======== Material to process ========

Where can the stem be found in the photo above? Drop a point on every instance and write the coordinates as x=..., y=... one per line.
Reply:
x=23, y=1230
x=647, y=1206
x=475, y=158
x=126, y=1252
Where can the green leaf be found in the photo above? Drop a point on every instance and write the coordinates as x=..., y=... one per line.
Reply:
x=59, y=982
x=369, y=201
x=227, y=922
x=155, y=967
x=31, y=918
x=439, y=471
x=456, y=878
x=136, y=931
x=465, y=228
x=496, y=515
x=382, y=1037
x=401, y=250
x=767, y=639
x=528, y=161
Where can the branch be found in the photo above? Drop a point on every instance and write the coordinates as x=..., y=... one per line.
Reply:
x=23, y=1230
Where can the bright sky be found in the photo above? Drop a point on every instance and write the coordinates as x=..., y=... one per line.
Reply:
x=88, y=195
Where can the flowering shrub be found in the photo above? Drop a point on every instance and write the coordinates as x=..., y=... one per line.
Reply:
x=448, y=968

========

**Work to be completed**
Your answer must contain every line of the records, exactly.

**Response**
Where can the stem be found in the photo above? Drop a point on every instance and write the coordinates as x=..., y=... one per line.
Reply:
x=23, y=1230
x=647, y=1206
x=475, y=158
x=126, y=1252
Where can the green leaf be found in the photo above? Drop a point on every instance and write the coordinates as x=..., y=... one per line.
Reply:
x=59, y=982
x=369, y=201
x=227, y=922
x=155, y=967
x=31, y=918
x=439, y=471
x=456, y=878
x=136, y=931
x=465, y=228
x=496, y=515
x=382, y=1037
x=401, y=250
x=767, y=639
x=528, y=161
Where can the branch be found in the photo above? Drop a point on every instance and write the coordinates as x=..., y=... one per line.
Reply:
x=23, y=1230
Where can the bright sky be found in the photo above? Drop a point on every instance and write the coordinates as x=..., y=... one per line.
Reply:
x=88, y=195
Where can the flowering shrub be found in the photo above? Drop a point on every instance and write the coordinates as x=..., y=... one per line.
Reply:
x=448, y=968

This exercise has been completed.